**WORK INSTRUCTION:**
Give back the full set of entries that follows, exactly as written.

(Collected data)
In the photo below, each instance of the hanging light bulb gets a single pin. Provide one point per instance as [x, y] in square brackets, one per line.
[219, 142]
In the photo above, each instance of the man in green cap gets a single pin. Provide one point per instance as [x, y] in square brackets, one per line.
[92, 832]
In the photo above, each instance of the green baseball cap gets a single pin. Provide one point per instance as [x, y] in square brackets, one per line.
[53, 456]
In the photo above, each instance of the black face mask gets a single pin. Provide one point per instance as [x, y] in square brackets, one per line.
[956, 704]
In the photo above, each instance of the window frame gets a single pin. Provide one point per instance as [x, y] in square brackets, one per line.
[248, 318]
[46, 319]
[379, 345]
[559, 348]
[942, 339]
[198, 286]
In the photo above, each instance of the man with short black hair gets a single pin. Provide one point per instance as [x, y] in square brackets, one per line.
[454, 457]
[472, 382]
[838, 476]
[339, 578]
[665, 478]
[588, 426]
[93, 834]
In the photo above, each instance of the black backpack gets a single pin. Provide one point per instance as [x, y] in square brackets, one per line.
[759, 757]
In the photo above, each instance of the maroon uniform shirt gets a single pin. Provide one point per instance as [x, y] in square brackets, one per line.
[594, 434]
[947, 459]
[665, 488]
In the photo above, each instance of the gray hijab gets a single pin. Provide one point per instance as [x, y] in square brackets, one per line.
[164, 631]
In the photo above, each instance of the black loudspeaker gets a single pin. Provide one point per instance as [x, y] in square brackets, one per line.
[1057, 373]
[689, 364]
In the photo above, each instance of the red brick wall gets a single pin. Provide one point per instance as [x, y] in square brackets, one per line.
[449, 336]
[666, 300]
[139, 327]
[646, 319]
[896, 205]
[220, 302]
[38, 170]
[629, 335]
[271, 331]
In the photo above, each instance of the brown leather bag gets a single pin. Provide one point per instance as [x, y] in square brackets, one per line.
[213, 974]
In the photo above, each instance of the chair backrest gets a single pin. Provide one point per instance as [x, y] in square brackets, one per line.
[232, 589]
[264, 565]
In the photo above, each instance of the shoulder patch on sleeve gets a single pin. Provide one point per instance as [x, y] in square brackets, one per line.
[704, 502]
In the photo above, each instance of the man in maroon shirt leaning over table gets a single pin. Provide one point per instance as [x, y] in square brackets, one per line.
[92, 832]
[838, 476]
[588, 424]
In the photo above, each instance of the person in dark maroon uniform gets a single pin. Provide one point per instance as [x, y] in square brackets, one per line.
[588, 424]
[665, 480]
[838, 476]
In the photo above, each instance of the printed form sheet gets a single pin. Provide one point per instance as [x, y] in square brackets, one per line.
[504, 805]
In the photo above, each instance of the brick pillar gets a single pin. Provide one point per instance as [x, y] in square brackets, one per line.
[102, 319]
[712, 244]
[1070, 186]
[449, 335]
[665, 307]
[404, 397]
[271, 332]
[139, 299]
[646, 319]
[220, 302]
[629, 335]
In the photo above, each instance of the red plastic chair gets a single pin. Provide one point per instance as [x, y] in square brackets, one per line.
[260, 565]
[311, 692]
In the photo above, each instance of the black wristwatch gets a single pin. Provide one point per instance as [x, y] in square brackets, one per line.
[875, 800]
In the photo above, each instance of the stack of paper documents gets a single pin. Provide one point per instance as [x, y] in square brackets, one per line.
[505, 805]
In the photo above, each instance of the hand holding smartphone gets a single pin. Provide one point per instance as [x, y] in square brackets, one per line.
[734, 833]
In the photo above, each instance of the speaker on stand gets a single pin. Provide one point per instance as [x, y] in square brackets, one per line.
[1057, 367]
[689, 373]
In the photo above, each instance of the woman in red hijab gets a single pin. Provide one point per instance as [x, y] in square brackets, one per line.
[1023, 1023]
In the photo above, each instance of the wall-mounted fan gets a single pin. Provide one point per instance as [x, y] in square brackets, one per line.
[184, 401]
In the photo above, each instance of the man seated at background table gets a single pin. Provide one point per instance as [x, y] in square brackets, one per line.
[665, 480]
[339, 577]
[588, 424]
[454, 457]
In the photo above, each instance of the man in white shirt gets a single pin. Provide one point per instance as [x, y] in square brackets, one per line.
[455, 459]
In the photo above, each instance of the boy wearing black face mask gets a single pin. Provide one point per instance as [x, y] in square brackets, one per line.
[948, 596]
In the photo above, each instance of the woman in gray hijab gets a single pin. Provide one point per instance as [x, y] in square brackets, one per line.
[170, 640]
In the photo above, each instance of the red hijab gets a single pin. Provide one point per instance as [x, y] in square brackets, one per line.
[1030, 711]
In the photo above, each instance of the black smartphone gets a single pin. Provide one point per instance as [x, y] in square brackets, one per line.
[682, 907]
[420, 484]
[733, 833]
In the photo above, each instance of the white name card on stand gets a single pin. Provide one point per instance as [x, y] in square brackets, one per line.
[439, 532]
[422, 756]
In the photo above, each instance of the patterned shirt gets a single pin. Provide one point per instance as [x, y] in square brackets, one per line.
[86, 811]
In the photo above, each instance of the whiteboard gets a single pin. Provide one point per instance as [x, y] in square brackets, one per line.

**TASK RESPONSE:**
In the photo below, each instance of the hanging light bulb gets a single pin. Provide one point per instance as [x, y] in square brackets, one per line.
[219, 142]
In the photo above, each instance of the man in green cap gets a single pin. Provide one point per instance as [x, y] in square brackets, one per line.
[92, 832]
In the photo above, each instance of the green baseball cap gets a single pin. Provide one point per instance as [x, y] in square brackets, one per line.
[53, 456]
In the photo above, each instance of the black face mask gets a single pin. Provide one point per instance as [x, y] in square brackets, one per line.
[956, 704]
In the photo above, each instance of the window frame gets a single pin. Provide one point per instance as [x, y] in square brackets, one per line.
[248, 318]
[46, 319]
[379, 345]
[559, 348]
[942, 339]
[198, 286]
In the photo above, each instance of the man with short black hair gets a single pin. Provide one point per instance as [x, y] in square brackets, one per line.
[454, 457]
[472, 382]
[838, 476]
[339, 578]
[665, 478]
[588, 426]
[93, 834]
In the photo above, each instance of the black backpack gets a single pin. Provide one point per instance as [x, y] in square brackets, one per line.
[759, 757]
In the photo above, each instance of the maroon uniform shirt gets a single pin. Provide one point per instance as [x, y] in square brackets, one per line.
[594, 434]
[947, 459]
[665, 488]
In the photo above, each instance of the gray hijab gets a single pin. Provide one point per instance as [x, y] in square brackets, one per line.
[164, 631]
In the photo above, each instance of the black loudspeaker gets a single pin. Provide one point per instance as [x, y] in square brackets, one per line.
[1057, 373]
[689, 364]
In the photo above, each instance of the red brick wall gets a single pin. Provide one point per instance as [x, y] in square brackets, one per line.
[449, 336]
[666, 300]
[139, 327]
[646, 319]
[896, 205]
[220, 302]
[38, 170]
[629, 335]
[271, 331]
In the photo above, each instance of the brown leather bag gets a single pin. Provide one point per instance as [x, y] in square brackets, one per line.
[213, 974]
In the photo above, each instance of the chair backrest gets a single pin. Provide one point per instance as [x, y] in square brackets, one per line.
[232, 589]
[264, 565]
In the photo above, each instance of the shoulder patch on sleeve gets a single pin. Provide one point per instance as [x, y] in square brackets, one per line.
[704, 502]
In the photo above, each instance of the man in maroon shirt leaning over table gets a single pin. Provide one point per instance as [x, y] in square brackets, one per line.
[92, 832]
[838, 476]
[588, 424]
In the photo above, each instance of the person in dark maroon uniform gets a single pin. Provide one point per instance as [x, y] in square brackets, one per line.
[588, 424]
[665, 480]
[838, 476]
In the photo above, each instance of the printed form sheet gets a single pin. Provide one point per instance as [x, y] in square brackets, one per line.
[504, 805]
In the photo above, each instance of the brick pillar gets a single pin. Provide one point per instance as [x, y] in square brackets, one per line.
[102, 319]
[712, 244]
[1070, 186]
[449, 335]
[665, 307]
[404, 397]
[271, 332]
[139, 299]
[646, 319]
[220, 302]
[629, 335]
In the photo above, each instance of the red plastic chair gets a single pin. Provide one point per instance as [x, y] in square brackets, one per line.
[260, 565]
[311, 692]
In the photo above, each instance of the black wristwatch gets a single pin. Provide one point per instance as [x, y] in square brackets, one per line.
[875, 800]
In the photo above, each instance of the stack of paper documents gets a single pin. Provide one point per instance as [x, y] in square brackets, one per line.
[505, 805]
In the photo above, each instance of the hand holding smartphone gets a single pin. Provide one point per instance as [x, y] in square brackets, one per line.
[734, 833]
In the photo above, each instance of the speaker on stand gets a single pin. Provide one point per instance as [x, y] in square brackets, one per line.
[1057, 367]
[689, 373]
In the photo above, each instance of the woman in red hijab gets a single pin. Provide one point per instance as [x, y] in square brackets, one per line.
[1023, 1023]
In the photo above, each instance of the wall-mounted fan gets a single pin. Provide one point per instance as [x, y] in square brackets, one per line.
[184, 401]
In the photo above, each instance of the man seated at background table gets a single pin. Provide one point per instance as [x, y] in square brackets, one per line.
[665, 480]
[339, 577]
[588, 424]
[454, 457]
In the photo above, each instance of the man in white shirt gets a single pin. Provide one point per instance as [x, y] in square brackets, one per line.
[455, 459]
In the photo above, each instance of the boy wearing black face mask gets a single pin. Provide one point per instance as [x, y] in square brackets, one per line.
[948, 596]
In the photo above, each instance of the woman in gray hijab gets a single pin. Provide one point per instance as [x, y] in square brackets, one per line.
[170, 640]
In the photo above, each instance of the red hijab gets a single pin. Provide one point per instance as [x, y] in square brackets, one per line.
[1030, 711]
In the photo above, each instance of the black smartphone gets a single pin. Provide one point per instance as [x, y] in square brackets, one per line.
[682, 907]
[420, 484]
[733, 833]
In the photo above, each instance of the white name card on stand gets a single pin. Provide one point per instance as [x, y] in square brackets, one per line.
[439, 532]
[422, 756]
In the photo above, each instance of the patterned shirt gets a single pin. Provide one point per instance as [x, y] in square brackets, one per line.
[86, 811]
In the photo above, each instance of the whiteboard gets a single pin. Provide one point per instance as [x, y] in square brackets, one per line.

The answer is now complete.